_SELECTION_
At 61, Brown is one of the world's best-known authorities on tracking and survival techniques. His extensive writings have earned him a cult following and drawn thousands of visitors to the outdoors school near Waretown that bears his name.

With his perfectly cropped silver hair, clean-shaven face, and former proclivity for muscle shirts, the rangy, taciturn Brown doesn't fit the classic image of the outdoorsman.

"He plays up the gruffness, because people expect it. A lot of people push him to be an Indian, but he doesn't like that. He's a white kid from Toms River," says Charlie Blackwell, 44, a longtime admirer. "He's a tough person to know. Either he'll talk your ear off, or he won't say a single word for a day."

Most of Brown's story can be gleaned from his 17 books. The titles, ranging from boyhood memoir to edible-plant guide, have sold two million copies since 1978.

Written with childlike wonder of the natural world, they struck a chord with the outdoors community and have helped market Brown's Tracker School, where nature and survival courses run $900 a week and have attracted celebrities such as actors Chuck Norris and Aaron Eckhart.

Brown's tales of a youth spent roaming the Pinelands with his elderly Apache mentor, and his career tracking people and animals, have some skeptical, however. Online message boards are devoted to debunking the Brown legend.

"It comes down to whether you want to believe it," says Dave Wescott, past owner of the Boulder (Colo.) Outdoor Survival School, which describes itself as the nation's oldest wilderness school. "People come along and make their accusations, but nobody has done anything to prove it or disprove it."

Words and deeds

Brown tends to embellish, say some involved in the events he has described.

In his 2003 Case Files of the Tracker, Brown writes that in 1999, he tracked a Bengal tiger for a mile after it escaped from a private residence in Jackson Township, N.J., and was shot by police.

_ENTRIES_
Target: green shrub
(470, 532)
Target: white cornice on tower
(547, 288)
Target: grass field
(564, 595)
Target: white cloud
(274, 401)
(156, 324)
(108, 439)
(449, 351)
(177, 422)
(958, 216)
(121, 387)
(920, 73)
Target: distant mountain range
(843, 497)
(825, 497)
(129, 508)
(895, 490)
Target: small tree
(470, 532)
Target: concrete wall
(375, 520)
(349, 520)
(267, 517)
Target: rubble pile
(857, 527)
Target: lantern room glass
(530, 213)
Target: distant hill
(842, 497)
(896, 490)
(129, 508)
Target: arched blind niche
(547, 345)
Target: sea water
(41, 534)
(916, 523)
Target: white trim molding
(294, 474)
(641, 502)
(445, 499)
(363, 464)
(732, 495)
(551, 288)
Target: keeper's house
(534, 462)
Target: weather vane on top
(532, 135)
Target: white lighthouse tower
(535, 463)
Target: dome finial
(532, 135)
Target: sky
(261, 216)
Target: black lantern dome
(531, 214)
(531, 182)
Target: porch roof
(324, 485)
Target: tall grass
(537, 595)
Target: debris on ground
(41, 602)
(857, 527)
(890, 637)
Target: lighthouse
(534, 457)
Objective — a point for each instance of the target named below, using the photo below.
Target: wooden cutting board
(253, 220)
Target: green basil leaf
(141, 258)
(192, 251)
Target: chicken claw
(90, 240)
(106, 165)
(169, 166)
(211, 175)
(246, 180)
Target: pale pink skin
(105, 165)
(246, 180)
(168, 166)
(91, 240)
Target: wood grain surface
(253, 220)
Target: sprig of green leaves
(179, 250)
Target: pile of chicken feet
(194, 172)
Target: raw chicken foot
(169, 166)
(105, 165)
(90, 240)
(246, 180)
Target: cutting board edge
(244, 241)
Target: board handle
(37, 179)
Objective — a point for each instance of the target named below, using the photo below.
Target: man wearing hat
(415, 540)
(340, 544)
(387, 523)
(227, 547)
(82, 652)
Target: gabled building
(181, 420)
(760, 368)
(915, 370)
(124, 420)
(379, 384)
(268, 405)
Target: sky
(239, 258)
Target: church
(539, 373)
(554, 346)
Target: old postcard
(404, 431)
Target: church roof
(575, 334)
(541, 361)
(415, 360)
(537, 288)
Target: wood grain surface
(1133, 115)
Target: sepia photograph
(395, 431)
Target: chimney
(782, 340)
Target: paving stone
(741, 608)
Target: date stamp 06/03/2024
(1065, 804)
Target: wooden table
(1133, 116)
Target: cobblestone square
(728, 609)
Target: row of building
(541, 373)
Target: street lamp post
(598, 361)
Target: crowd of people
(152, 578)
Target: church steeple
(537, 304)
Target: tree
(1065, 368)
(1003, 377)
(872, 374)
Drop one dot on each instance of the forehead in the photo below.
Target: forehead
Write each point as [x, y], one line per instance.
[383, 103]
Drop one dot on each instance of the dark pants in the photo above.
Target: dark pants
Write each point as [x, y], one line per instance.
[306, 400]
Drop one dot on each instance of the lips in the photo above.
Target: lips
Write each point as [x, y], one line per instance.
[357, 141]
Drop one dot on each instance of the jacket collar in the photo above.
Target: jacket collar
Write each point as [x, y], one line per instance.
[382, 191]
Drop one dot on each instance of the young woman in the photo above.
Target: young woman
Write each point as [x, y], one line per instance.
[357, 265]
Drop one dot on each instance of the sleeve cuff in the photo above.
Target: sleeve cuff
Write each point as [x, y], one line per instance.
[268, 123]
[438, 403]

_EXERCISE SET_
a. Return the passage of the Brown profile word for word, beginning at "At 61, Brown" and stopping after "copies since 1978.".
b. According to the Brown profile, how many copies have Brown's books sold since 1978?

_ANSWERS TO THE PROBLEMS_
a.
At 61, Brown is one of the world's best-known authorities on tracking and survival techniques. His extensive writings have earned him a cult following and drawn thousands of visitors to the outdoors school near Waretown that bears his name.

With his perfectly cropped silver hair, clean-shaven face, and former proclivity for muscle shirts, the rangy, taciturn Brown doesn't fit the classic image of the outdoorsman.

"He plays up the gruffness, because people expect it. A lot of people push him to be an Indian, but he doesn't like that. He's a white kid from Toms River," says Charlie Blackwell, 44, a longtime admirer. "He's a tough person to know. Either he'll talk your ear off, or he won't say a single word for a day."

Most of Brown's story can be gleaned from his 17 books. The titles, ranging from boyhood memoir to edible-plant guide, have sold two million copies since 1978.

b. Two million copies.